**PROBLEMS AND TASKS**
(a) Transcribe the passage of the Quarter Horse Congress thread below, starting with "Horsiezz- a friend" and going on through "(Oct 22, 2011)".
(b) Answer these questions about the Quarter Horse Congress thread below:
(i) What kind of hat does goodhors say to wear?
(ii) About how much did the friend mentioned by Year of the Rooster spend?
(iii) What did Year of the Rooster end up buying?
(c) Supply the next part of the Quarter Horse Congress thread below, picking up right after its final line.

**TEXT EXTRACT**
## start
# Quarter Horse Congress



## Year of the Rooster (Oct 18, 2011)

This weekend I get to go to Quarter Horse Congress with one of the unversity's clubs! (Freshman at Ohio State ) I am excited! I have never been there before and since joining this organization I have learned so much about horses, riding, tacking, etc. Has anyone ever been there? If so what are you experiences?


----------



## 77Herford (Oct 18, 2011)

Sounds like fun.  Should be some fine specimens there.


----------



## goodhors (Oct 18, 2011)

Wear comfortable shoes, the mileage you cover to see things is HUGE!  There are folks selling every horse
thing under the sun, so bring some spending money.  Know your prices on things, so you can spot bargins 
and not overpay.  If you have a GOOD western hat, Rod's is one of the better places to get it "shaped" while
you are there.  Wear a felt hat, straws are for summer, and summer is gone.

Do you have a favorite show catagory?  Check first thing to see if they are showing in that catagory on your 
visit day, to catch the class.  Have any favorite stallions?  There are rows of stallions to look over in person, 
check out in Stallion Row.

There are places to get horses shod, so perhaps watching some Farriers putting on shoes would interest you.

There is nothing like Congress anywhere else.  Have a good time.


----------



## Horsiezz (Oct 18, 2011)

I live sort of close to it! I am going my first time on Thursday, but I heard its a very fun experience but the stuff for sale is very expensive!


----------



## Year of the Rooster (Oct 18, 2011)

goodhors- so far, I don't know what I like lol so I am willing to try just about anything and everything possible. 

Horsiezz- a friend of mine went there last weekend and spent over $400 approximately, and all she bought were a few shirts and new boots


----------



## Year of the Rooster (Oct 22, 2011)

Today was an awesome day! I ended up buying a cowboy hat and my first ever pair of cowboy boots, and I am loving them!  Beautiful horses there and some of the most adorable puppies


----------



## Ms. Research (Oct 23, 2011)

Year of the Rooster said:
			
		

> Today was an awesome day! I ended up buying a cowboy hat and my first ever pair of cowboy boots, and I am loving them!  Beautiful horses there and some of the most adorable puppies


Glad you had an excellent day!  Congratulations on your first ever pair of cowboy boots.  Always loved mine.  Once they are broken in, they are as comfortable as sneakers.


----------



## Horsiezz (Oct 23, 2011)
## end
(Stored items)
## start
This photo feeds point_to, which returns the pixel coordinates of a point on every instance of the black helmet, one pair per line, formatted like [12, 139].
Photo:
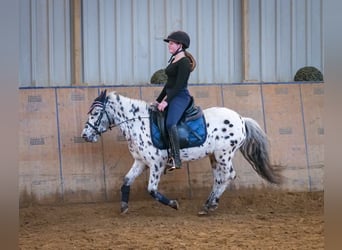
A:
[179, 37]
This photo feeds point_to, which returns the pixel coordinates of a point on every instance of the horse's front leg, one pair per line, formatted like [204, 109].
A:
[137, 168]
[155, 173]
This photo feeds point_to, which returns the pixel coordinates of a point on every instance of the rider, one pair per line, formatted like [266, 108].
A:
[175, 94]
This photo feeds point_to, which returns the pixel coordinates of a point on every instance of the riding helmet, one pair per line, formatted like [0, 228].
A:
[179, 37]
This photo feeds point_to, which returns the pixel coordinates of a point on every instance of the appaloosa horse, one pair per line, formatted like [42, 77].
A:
[226, 132]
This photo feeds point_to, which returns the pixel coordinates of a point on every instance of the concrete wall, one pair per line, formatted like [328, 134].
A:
[56, 165]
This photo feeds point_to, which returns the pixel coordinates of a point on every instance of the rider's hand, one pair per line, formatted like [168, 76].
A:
[162, 106]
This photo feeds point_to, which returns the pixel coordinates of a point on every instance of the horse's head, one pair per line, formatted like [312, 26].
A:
[98, 121]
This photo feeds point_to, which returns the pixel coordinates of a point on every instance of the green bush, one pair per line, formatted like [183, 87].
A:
[308, 73]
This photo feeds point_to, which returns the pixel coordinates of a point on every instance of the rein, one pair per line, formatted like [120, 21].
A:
[111, 124]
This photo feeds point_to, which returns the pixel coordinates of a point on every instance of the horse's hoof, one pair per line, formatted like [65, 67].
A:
[124, 207]
[174, 204]
[203, 212]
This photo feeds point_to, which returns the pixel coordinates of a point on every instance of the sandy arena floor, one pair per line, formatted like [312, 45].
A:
[244, 220]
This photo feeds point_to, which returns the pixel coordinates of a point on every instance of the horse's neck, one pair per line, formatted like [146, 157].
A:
[125, 108]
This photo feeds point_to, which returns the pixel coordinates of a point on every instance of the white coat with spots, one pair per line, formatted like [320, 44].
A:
[227, 132]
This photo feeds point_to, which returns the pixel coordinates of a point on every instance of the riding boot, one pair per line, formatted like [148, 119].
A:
[174, 144]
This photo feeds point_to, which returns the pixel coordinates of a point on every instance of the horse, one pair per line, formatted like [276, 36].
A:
[227, 131]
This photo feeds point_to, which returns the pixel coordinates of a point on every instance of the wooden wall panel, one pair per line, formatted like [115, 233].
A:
[313, 105]
[82, 163]
[284, 125]
[39, 165]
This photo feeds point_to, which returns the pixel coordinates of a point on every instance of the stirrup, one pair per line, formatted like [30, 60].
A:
[171, 164]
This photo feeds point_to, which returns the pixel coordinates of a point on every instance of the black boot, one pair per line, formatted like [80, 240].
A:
[174, 144]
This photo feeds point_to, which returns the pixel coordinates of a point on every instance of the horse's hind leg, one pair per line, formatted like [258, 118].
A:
[155, 175]
[223, 172]
[136, 169]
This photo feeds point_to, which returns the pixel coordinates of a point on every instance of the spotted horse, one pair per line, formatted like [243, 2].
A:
[227, 132]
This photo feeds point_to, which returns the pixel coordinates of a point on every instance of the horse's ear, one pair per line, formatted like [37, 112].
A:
[102, 96]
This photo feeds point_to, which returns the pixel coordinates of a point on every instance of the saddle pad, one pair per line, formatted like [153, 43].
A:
[191, 133]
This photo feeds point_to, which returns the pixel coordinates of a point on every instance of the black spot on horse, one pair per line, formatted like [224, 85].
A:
[134, 110]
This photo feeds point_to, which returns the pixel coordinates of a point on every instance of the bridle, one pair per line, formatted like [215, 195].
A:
[103, 111]
[99, 119]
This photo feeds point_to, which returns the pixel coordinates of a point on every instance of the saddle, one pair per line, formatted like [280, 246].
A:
[191, 128]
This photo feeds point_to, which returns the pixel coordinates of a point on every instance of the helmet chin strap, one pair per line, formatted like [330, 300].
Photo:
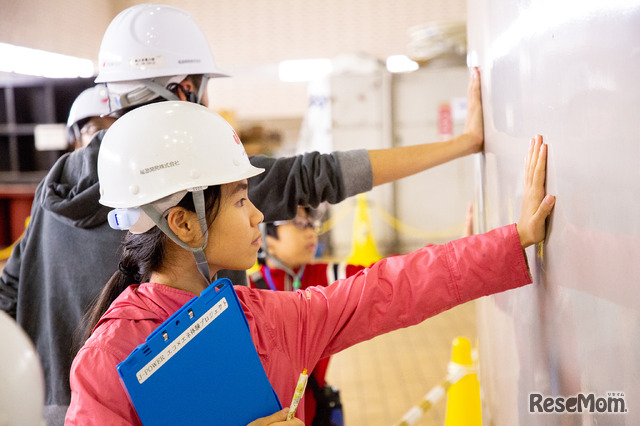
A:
[198, 252]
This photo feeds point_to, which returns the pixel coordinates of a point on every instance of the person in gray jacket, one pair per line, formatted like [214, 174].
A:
[69, 251]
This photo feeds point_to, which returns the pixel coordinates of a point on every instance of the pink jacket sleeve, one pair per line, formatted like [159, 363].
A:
[393, 293]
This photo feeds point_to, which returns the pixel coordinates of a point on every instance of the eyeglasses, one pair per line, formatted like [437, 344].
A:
[301, 224]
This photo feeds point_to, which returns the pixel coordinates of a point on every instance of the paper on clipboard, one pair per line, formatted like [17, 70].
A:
[200, 366]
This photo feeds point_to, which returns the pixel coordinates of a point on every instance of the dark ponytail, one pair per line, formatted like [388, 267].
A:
[142, 255]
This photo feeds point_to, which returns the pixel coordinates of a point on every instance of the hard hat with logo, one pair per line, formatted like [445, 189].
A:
[152, 156]
[92, 102]
[21, 377]
[153, 40]
[149, 46]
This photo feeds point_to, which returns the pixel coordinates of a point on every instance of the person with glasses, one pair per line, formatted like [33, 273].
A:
[287, 264]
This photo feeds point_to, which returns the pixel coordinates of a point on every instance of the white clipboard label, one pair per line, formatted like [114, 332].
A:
[178, 343]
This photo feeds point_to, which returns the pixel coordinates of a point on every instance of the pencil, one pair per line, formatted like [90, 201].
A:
[297, 395]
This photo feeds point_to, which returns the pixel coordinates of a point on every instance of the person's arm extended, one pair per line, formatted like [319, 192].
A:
[395, 163]
[312, 178]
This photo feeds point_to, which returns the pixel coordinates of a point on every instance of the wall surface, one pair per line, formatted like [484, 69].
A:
[568, 71]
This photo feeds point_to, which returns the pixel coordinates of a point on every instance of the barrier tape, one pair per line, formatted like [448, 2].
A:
[454, 374]
[345, 210]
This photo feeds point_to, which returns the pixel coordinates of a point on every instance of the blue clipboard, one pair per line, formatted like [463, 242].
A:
[200, 366]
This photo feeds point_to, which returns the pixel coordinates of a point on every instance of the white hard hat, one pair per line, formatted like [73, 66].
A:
[168, 148]
[21, 377]
[153, 40]
[92, 102]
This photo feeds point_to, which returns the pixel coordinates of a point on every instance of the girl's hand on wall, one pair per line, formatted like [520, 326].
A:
[536, 207]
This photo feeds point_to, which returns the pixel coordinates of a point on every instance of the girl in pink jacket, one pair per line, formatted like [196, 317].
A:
[153, 156]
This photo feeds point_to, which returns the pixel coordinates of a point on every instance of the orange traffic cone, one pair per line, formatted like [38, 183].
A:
[363, 246]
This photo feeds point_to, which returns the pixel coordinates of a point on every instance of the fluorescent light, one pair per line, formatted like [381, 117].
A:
[401, 63]
[304, 69]
[23, 60]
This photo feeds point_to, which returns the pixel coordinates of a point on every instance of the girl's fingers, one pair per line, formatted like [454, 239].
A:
## end
**TASK-BY-TASK OUTPUTS**
(a)
Horsiezz- a friend of mine went there last weekend and spent over $400 approximately, and all she bought were a few shirts and new boots


----------



## Year of the Rooster (Oct 22, 2011)

(b)
(i) A felt hat.
(ii) Over $400.
(iii) A cowboy hat and a first-ever pair of cowboy boots.

(c)
I had a GREAT day at Congress too! I ended up buying a pair of splint boots and a martingale. I am going to start showing in AQHA's new class, Ranch Horse Pleasure, with my mare this coming spring so if we do well I hope to go to Congress  Glad you have a great time as well! I love me some quarter horses!  lol!


----------



## Year of the Rooster (Oct 23, 2011)

Horsiezz said:
			
		

> I had a GREAT day at Congress too! I ended up buying a pair of splint boots and a martingale. I am going to start showing in AQHA's new class, Ranch Horse Pleasure, with my mare this coming spring so if we do well I hope to go to Congress  Glad you have a great time as well! I love me some quarter horses!  lol!


Good luck showing!  I hope you make it. I loved some of the horses there, especially the greys, blacks, and palominos!


----------



## Horsiezz (Oct 24, 2011)

Year of the Rooster said:
			
		

> Horsiezz said:
> 
> 
> 
> ...


The greys I saw were beautiful!!! Did you see some of the red, strawberry, and blue roans? GORGEOUS! I was there saturday and watched some of their Congress Super Sale Auction, and one horse sold for 32k and another horse went for only 600 dollars! We were shocked! It had bloodlines to die for and seemed like a very nice yearling filly!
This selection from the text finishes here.